DOCUMENTTEKST:
+-------+

Uitspraak 201600400/1/R2


Volledige tekst

201600400/1/R2.
Datum uitspraak: 14 december 2016

AFDELING
BESTUURSRECHTSPRAAK

Uitspraak in het geding tussen:

1. [appellante sub 1A], gevestigd te [plaats], en [appellant sub 1B], [appellant sub 1C], [appellant sub 1D] en [appellante sub 1E], allen wonend te [woonplaats] (hierna: [appellante sub 1A] en anderen),
2. de vereniging Vereniging Gelderse Natuur en Milieufederatie
(hierna: GNMF), gevestigd te Arnhem,

en

het college van gedeputeerde staten van Gelderland,
verweerder.

Procesverloop

Bij besluit van 10 december 2015, kenmerk 2015-009508, heeft het college op grond van artikel 19d van de Natuurbeschermingswet 1998 (hierna: de Nbw 1998) een vergunning verleend aan [belanghebbende] voor het wijzigen/uitbreiden van een rundveehouderij aan de [locatie] te [plaats].

Tegen dit besluit hebben [appellante sub 1A] en anderen en GNMF beroep ingesteld.

Het college heeft een verweerschrift ingediend.

[appellante sub 1A] en anderen hebben een nader stuk ingediend.

De Afdeling heeft de zaak ter zitting behandeld op 1 september 2016,
waar [appellante sub 1A] en anderen, vertegenwoordigd door mr. W.M. Wessels, GNMF, vertegenwoordigd door ing. A.H. Stoltenborg, en het college, vertegenwoordigd door M. de Jonge en N. Jeukens, beiden werkzaam bij de provincie, zijn verschenen.

+-------+

DOEL:
Op welke datum heeft de Afdeling de zaak volgens de uitspraak ter zitting behandeld? Baseer je uitsluitend op de uitspraak.

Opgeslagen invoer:
+-------+

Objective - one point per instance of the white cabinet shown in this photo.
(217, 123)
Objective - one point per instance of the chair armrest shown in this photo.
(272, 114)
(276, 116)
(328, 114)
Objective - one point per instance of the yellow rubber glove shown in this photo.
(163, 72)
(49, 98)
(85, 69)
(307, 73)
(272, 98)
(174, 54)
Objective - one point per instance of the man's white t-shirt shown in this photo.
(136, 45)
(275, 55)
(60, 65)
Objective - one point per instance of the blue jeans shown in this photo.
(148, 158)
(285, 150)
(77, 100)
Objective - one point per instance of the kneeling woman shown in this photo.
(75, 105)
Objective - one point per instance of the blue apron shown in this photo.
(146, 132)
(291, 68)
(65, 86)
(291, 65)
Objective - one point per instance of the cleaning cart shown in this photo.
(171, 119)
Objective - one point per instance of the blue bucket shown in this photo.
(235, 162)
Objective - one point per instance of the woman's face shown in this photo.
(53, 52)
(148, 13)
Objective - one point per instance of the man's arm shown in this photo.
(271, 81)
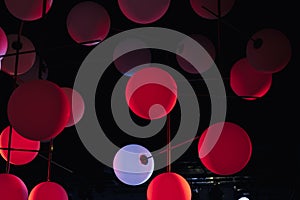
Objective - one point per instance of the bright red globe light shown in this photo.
(169, 186)
(151, 93)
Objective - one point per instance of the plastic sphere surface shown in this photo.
(132, 165)
(18, 142)
(38, 110)
(169, 186)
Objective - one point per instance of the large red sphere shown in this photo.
(18, 142)
(169, 186)
(151, 93)
(248, 82)
(48, 191)
(38, 110)
(77, 105)
(12, 188)
(25, 61)
(28, 10)
(209, 9)
(88, 23)
(226, 152)
(3, 44)
(271, 52)
(144, 11)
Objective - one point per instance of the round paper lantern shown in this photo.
(151, 93)
(144, 11)
(77, 105)
(203, 8)
(271, 51)
(169, 185)
(3, 43)
(18, 142)
(12, 188)
(88, 23)
(39, 70)
(132, 166)
(248, 82)
(48, 191)
(25, 61)
(28, 10)
(38, 110)
(131, 62)
(182, 52)
(231, 149)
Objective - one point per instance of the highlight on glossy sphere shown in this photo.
(209, 9)
(271, 52)
(88, 23)
(25, 61)
(28, 10)
(12, 187)
(182, 52)
(169, 185)
(3, 43)
(226, 152)
(151, 93)
(247, 82)
(38, 110)
(144, 11)
(132, 164)
(39, 70)
(76, 105)
(18, 142)
(48, 191)
(130, 62)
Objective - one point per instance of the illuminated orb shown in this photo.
(18, 142)
(48, 191)
(132, 165)
(144, 11)
(38, 110)
(209, 9)
(25, 61)
(39, 70)
(3, 43)
(231, 149)
(77, 105)
(130, 62)
(169, 185)
(88, 23)
(247, 82)
(271, 52)
(12, 188)
(28, 10)
(182, 53)
(151, 93)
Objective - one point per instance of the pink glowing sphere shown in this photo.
(88, 23)
(38, 110)
(151, 93)
(209, 9)
(169, 185)
(12, 188)
(248, 82)
(224, 148)
(48, 191)
(271, 52)
(28, 10)
(182, 52)
(25, 61)
(77, 105)
(144, 11)
(18, 142)
(3, 43)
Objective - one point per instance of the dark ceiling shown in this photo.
(270, 121)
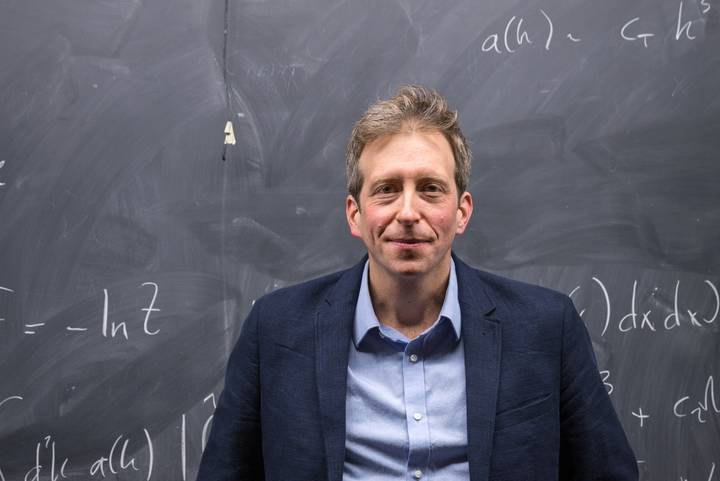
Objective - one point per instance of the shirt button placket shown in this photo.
(414, 388)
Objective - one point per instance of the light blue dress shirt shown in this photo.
(405, 402)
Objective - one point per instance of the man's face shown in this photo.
(409, 211)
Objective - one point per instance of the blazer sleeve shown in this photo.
(593, 444)
(234, 448)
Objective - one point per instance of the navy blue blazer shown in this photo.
(536, 405)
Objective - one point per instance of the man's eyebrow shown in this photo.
(422, 179)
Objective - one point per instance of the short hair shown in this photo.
(413, 108)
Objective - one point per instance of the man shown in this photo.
(411, 365)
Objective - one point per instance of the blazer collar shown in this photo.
(333, 334)
(483, 345)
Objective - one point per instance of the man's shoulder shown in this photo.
(317, 292)
(509, 294)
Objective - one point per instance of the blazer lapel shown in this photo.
(483, 344)
(333, 331)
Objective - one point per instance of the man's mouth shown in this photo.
(409, 243)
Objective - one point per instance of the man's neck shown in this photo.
(408, 305)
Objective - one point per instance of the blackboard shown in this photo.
(130, 251)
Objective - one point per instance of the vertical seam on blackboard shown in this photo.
(225, 81)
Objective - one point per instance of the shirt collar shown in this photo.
(365, 318)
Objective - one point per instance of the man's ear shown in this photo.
(352, 211)
(464, 212)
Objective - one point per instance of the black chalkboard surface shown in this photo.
(130, 252)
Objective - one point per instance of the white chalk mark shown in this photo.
(8, 399)
(606, 375)
(607, 303)
(182, 447)
(622, 30)
(205, 432)
(122, 458)
(547, 44)
(150, 309)
(507, 28)
(717, 302)
(112, 452)
(105, 313)
(680, 401)
(685, 28)
(150, 462)
(520, 36)
(229, 134)
(641, 416)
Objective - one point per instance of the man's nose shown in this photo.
(409, 211)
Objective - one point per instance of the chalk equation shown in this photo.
(110, 328)
(48, 460)
(514, 36)
(642, 320)
(704, 406)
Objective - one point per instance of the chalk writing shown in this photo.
(631, 30)
(150, 309)
(608, 386)
(642, 320)
(510, 43)
(121, 464)
(703, 406)
(640, 416)
(35, 470)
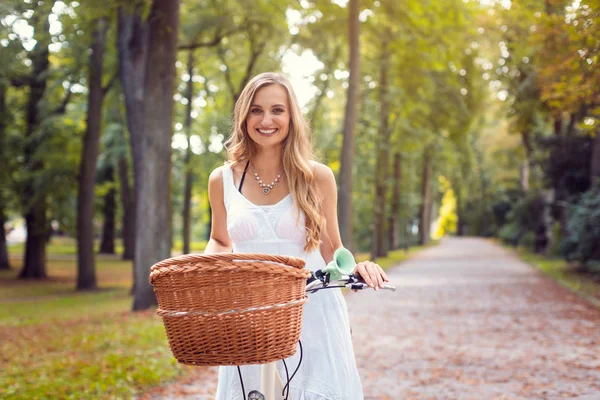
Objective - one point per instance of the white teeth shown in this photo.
(267, 131)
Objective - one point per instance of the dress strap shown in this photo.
(243, 176)
(227, 184)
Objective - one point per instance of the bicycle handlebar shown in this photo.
(319, 281)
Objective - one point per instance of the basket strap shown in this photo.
(172, 313)
(229, 257)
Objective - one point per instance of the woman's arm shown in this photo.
(372, 273)
(219, 241)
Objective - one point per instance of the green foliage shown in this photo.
(583, 230)
(523, 221)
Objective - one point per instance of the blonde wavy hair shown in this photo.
(297, 152)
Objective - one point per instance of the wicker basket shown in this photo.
(231, 308)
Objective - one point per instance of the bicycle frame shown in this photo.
(271, 384)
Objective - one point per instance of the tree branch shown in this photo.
(219, 36)
(22, 80)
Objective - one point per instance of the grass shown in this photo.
(60, 245)
(563, 273)
(59, 343)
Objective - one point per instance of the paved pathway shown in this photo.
(468, 321)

+-------+

UITGEVOERDE OPDRACHT:
Op 1 september 2016.